◆ TO DO ◆
From the passage on welfare analysis in section 7 reports, extract word for word the stretch from "Poor Welfare Investigation" through "in such circumstances.".

Poor Welfare Investigation and Analysis: A factor seemingly more common in section 7 reports is a failure to give adequate consideration to parts 1(3)(a), 1(3)(b) and 1(3)(g) of the welfare checklist when conducting the welfare analysis and making recommendations. In simplistic terms:

  • wishes and feelings are too often taken at face value despite clear evidence of negative influence from an alienating parent;
  • there is little or no thought as to the impact upon the child of holding false opinions of an estranged parent, the impact on their identity from this, nor having their relationships severed for no good reason other than the primary carer’s selfish and bad behaviour;
  • the welfare officer fails to explore or present to the court the range of strategies which the court is empowered to order in such circumstances.

I suspect the reasons revolve around resourcing and training.

◆ RECORDS ◆
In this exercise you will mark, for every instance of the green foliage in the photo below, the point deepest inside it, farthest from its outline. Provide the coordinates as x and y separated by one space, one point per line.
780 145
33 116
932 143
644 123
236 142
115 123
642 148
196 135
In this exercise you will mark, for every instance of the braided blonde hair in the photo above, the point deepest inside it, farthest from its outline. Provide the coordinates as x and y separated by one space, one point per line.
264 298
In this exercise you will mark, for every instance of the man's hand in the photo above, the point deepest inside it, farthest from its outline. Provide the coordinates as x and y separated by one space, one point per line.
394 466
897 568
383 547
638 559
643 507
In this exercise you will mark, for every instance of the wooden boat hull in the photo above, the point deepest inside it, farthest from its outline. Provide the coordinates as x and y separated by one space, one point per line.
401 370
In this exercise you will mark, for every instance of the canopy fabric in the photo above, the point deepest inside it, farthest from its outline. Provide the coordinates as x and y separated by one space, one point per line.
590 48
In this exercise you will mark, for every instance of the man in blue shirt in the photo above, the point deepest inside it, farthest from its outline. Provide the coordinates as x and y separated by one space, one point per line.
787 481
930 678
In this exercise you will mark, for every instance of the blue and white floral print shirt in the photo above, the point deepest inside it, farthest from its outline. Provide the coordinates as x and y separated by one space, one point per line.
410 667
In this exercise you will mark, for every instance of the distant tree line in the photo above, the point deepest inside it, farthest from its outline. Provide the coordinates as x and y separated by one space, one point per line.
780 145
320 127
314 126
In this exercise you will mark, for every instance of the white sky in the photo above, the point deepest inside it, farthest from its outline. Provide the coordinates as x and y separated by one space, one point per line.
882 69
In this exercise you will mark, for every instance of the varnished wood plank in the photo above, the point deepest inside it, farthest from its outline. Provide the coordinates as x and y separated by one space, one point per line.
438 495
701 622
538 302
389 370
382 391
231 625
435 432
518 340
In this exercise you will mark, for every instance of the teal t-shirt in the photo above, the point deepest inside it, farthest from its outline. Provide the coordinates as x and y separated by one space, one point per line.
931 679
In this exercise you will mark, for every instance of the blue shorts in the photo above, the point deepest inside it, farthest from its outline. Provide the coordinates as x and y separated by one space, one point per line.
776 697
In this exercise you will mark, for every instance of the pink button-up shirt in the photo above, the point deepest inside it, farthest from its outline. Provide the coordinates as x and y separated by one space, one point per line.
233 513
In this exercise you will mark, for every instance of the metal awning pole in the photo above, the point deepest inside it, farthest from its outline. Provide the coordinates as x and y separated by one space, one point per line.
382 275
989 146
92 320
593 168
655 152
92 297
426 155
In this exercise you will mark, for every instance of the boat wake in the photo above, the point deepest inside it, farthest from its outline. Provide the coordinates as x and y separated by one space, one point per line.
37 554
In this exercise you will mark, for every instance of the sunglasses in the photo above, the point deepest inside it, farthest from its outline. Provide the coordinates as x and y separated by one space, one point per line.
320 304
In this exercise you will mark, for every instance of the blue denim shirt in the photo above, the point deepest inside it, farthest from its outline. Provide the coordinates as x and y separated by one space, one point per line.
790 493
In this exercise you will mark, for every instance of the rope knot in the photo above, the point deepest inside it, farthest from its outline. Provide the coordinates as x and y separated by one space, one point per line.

◆ YOUR SOLUTION ◆
Poor Welfare Investigation and Analysis: A factor seemingly more common in section 7 reports is a failure to give adequate consideration to parts 1(3)(a), 1(3)(b) and 1(3)(g) of the welfare checklist when conducting the welfare analysis and making recommendations. In simplistic terms:

  • wishes and feelings are too often taken at face value despite clear evidence of negative influence from an alienating parent;
  • there is little or no thought as to the impact upon the child of holding false opinions of an estranged parent, the impact on their identity from this, nor having their relationships severed for no good reason other than the primary carer’s selfish and bad behaviour;
  • the welfare officer fails to explore or present to the court the range of strategies which the court is empowered to order in such circumstances.